- _What needs to be done_
Scan the records for the string "below" and copy every line that holds it.

- _Supplied material_

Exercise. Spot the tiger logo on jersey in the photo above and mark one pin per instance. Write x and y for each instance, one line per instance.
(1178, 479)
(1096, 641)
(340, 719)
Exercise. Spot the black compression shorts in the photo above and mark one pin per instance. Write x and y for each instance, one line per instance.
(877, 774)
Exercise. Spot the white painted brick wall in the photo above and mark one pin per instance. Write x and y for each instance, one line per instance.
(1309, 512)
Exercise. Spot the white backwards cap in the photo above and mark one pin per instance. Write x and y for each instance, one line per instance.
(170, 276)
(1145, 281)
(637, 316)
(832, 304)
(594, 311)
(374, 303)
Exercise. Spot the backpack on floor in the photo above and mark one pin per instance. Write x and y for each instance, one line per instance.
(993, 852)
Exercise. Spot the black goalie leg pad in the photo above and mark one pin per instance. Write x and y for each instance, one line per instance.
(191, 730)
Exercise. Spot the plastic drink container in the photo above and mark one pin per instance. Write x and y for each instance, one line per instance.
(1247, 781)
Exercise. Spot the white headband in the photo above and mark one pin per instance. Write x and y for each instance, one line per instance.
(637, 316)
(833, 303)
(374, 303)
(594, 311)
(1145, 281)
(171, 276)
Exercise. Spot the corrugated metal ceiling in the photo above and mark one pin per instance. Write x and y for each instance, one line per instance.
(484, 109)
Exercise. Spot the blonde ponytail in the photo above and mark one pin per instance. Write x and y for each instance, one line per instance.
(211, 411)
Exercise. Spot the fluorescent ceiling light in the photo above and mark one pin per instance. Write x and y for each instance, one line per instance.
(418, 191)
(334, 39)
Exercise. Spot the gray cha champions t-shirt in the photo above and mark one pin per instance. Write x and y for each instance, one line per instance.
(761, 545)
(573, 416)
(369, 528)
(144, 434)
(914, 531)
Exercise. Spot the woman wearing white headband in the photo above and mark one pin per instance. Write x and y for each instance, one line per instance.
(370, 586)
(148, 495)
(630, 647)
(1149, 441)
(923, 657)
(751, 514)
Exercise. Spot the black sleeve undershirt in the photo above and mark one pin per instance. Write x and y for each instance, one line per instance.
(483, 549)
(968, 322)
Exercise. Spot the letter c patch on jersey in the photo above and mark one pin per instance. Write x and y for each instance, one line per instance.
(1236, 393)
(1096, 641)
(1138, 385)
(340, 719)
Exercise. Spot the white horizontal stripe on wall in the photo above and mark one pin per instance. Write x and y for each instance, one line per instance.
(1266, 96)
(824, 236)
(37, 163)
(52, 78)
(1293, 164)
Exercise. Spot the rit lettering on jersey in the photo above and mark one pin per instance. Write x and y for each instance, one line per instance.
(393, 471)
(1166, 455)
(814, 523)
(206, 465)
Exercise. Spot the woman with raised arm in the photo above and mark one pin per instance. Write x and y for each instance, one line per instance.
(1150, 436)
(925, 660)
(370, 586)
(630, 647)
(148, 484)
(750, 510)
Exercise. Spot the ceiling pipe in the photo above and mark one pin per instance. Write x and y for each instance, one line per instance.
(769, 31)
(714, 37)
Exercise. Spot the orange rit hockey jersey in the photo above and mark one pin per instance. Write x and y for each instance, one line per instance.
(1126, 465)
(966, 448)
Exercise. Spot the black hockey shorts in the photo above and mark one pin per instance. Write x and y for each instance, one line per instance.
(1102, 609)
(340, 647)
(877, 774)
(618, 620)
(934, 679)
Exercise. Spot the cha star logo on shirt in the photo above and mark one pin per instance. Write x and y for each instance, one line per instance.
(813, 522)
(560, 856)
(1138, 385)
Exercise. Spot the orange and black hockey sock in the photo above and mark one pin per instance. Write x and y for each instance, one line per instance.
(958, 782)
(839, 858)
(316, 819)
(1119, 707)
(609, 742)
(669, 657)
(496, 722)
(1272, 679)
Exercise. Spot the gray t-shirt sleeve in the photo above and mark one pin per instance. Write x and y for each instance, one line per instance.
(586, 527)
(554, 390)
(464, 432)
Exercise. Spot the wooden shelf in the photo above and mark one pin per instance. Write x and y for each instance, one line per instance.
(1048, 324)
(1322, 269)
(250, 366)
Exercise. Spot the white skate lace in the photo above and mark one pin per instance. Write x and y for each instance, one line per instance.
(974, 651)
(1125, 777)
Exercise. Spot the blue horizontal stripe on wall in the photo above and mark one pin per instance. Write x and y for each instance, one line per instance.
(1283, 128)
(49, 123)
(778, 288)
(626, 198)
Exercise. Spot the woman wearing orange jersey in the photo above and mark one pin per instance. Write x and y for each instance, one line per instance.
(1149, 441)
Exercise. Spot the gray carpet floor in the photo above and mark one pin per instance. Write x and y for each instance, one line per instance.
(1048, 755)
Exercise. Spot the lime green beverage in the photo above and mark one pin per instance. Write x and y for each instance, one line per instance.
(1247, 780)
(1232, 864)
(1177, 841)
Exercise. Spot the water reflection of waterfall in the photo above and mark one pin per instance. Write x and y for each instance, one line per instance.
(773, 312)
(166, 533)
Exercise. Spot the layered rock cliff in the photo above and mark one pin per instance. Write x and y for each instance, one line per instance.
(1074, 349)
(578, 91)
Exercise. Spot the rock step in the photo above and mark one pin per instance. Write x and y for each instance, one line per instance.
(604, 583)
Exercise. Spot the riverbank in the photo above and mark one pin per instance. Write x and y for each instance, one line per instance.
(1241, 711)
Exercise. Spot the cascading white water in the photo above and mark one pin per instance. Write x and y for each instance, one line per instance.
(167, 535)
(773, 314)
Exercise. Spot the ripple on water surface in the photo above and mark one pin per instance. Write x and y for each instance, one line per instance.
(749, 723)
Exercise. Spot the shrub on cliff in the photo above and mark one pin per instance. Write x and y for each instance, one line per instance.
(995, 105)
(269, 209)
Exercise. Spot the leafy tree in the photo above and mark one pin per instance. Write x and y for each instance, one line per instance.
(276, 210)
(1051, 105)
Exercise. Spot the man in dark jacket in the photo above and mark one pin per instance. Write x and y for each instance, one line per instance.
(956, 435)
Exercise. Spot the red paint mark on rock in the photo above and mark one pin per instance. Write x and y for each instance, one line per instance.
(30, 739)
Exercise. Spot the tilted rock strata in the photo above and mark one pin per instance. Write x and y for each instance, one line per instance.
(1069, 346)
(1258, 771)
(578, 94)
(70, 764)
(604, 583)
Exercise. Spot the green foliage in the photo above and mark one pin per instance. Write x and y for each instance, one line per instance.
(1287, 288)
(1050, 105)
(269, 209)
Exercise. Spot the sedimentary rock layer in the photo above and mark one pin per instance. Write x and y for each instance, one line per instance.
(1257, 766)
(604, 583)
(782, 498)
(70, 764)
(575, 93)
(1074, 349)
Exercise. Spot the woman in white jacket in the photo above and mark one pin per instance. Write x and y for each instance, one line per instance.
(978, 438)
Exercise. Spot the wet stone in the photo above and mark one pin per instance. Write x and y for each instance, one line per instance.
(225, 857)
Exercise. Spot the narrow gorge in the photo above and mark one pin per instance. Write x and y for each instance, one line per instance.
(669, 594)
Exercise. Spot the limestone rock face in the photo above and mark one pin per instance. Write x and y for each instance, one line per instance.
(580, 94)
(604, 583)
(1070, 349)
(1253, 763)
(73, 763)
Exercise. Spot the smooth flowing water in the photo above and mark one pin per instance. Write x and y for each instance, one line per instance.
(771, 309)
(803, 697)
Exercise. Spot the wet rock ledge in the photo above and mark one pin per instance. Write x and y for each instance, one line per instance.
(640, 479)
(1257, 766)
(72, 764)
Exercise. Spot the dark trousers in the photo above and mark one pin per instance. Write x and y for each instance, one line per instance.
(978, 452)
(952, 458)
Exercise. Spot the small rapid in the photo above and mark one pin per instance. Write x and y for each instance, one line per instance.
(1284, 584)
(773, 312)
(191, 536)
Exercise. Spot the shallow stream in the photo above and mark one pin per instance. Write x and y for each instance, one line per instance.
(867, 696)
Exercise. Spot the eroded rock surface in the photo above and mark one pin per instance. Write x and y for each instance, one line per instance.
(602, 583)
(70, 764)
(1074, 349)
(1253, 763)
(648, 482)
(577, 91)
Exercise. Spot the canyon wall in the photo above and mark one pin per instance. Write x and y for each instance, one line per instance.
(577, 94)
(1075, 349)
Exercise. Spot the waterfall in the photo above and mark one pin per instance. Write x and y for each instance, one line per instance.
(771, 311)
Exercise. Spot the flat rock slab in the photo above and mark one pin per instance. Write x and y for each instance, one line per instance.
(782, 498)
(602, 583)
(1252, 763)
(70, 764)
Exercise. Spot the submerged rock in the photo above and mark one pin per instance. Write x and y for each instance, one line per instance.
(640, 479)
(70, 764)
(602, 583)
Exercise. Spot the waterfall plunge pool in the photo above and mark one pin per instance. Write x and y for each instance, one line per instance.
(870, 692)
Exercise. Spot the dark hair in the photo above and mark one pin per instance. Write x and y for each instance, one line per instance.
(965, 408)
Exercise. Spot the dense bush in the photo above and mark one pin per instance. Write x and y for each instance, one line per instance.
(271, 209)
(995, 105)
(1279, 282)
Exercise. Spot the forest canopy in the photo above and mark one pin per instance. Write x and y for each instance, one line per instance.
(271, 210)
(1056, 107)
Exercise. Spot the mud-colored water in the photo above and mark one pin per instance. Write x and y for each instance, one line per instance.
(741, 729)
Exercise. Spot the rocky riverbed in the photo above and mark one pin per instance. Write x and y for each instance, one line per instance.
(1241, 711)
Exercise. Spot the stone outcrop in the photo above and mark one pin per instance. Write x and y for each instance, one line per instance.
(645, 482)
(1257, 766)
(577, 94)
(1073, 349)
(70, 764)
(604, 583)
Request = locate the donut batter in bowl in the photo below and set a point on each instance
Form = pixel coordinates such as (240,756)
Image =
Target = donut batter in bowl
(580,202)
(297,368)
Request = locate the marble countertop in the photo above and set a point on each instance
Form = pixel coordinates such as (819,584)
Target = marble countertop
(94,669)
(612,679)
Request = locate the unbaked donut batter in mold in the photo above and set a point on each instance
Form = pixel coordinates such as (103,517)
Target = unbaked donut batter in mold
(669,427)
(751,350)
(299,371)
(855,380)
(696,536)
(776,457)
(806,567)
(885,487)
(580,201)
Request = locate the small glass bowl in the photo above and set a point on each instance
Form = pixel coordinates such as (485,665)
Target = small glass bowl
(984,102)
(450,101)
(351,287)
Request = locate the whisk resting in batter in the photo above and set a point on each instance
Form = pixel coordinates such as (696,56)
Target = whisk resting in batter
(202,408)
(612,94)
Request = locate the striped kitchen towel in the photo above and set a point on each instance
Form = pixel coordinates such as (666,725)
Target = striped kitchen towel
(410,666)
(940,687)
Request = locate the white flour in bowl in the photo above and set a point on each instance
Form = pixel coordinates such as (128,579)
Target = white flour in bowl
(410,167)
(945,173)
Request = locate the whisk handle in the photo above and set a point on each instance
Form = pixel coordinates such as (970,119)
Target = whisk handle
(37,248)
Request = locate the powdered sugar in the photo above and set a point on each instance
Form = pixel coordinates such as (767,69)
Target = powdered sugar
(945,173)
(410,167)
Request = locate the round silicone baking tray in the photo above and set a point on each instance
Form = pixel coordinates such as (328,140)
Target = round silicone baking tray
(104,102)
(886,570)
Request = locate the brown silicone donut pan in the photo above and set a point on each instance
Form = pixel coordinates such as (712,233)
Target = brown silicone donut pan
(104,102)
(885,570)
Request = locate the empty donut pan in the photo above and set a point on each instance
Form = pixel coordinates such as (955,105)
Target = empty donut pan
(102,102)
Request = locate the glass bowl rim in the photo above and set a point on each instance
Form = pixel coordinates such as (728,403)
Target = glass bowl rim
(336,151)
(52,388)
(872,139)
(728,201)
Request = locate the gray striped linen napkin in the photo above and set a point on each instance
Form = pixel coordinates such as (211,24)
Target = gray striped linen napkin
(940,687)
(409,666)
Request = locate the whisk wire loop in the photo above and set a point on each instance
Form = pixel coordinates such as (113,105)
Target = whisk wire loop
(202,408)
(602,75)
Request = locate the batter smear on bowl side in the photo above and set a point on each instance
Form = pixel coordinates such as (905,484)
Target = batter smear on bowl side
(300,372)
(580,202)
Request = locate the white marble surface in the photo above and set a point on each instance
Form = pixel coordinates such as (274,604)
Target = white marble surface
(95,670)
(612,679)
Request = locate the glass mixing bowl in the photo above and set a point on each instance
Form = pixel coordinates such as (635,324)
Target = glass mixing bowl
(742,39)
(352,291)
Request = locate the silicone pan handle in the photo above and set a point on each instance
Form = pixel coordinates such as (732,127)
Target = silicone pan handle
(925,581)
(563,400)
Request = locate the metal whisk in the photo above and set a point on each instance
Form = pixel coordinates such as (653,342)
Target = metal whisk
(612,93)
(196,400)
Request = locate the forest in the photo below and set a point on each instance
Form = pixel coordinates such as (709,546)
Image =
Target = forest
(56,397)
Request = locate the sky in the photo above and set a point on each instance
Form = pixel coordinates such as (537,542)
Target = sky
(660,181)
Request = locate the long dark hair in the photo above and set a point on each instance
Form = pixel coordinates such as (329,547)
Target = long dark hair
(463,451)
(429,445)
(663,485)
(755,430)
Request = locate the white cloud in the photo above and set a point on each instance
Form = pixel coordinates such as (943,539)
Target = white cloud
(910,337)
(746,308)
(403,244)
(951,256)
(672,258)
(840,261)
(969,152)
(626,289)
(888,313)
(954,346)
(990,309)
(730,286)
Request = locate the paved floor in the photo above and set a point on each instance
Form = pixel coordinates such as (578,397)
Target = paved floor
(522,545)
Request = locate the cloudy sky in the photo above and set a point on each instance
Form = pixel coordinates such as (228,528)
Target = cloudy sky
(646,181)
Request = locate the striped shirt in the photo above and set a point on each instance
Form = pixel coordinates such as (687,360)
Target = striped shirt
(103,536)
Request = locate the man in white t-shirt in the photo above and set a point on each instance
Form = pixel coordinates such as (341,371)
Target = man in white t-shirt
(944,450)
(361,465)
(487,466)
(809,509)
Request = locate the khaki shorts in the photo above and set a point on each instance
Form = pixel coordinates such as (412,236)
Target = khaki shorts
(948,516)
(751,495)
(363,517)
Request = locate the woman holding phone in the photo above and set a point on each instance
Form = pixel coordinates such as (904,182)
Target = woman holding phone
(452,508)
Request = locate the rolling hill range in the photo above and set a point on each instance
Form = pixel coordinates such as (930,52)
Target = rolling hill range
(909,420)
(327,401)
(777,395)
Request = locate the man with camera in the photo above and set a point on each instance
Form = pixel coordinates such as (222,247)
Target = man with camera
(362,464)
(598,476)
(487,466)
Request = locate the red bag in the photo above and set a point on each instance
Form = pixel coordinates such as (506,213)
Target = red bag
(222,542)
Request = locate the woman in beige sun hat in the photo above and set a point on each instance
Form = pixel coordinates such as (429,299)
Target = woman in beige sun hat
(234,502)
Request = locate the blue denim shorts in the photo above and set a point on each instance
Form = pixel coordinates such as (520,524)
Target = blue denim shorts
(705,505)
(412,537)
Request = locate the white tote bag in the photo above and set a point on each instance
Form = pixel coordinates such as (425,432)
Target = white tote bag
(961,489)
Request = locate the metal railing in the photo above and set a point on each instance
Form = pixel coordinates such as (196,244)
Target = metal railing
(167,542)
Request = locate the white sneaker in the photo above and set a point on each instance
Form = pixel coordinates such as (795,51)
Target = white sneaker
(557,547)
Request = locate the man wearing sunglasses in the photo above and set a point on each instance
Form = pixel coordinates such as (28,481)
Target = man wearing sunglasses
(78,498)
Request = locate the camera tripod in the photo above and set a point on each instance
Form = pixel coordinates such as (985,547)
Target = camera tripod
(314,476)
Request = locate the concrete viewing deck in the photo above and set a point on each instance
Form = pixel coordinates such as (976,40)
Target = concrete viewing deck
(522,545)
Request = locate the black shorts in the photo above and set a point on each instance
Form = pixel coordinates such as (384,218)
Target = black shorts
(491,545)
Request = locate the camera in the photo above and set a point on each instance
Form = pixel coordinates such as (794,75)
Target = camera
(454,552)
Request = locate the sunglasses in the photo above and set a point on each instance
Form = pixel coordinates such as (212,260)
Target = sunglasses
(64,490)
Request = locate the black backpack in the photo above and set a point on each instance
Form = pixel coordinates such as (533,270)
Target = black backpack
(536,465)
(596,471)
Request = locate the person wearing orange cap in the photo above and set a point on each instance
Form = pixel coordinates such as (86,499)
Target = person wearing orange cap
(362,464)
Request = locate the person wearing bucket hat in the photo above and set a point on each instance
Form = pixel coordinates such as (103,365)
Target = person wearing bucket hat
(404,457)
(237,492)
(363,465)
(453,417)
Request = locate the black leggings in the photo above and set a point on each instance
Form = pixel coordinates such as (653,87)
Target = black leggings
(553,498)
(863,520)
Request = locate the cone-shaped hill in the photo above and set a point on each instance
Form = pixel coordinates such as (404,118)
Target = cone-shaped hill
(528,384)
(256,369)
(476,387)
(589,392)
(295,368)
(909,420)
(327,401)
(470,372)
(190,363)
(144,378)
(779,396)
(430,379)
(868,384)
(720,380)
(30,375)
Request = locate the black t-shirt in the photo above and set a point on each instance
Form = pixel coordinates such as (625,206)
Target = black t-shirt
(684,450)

- _Reply to the exercise_
Request = locate the donut batter in bowl in the photo below and set a point on each instance
Request = locate the forest in the photo below and set a point on each instance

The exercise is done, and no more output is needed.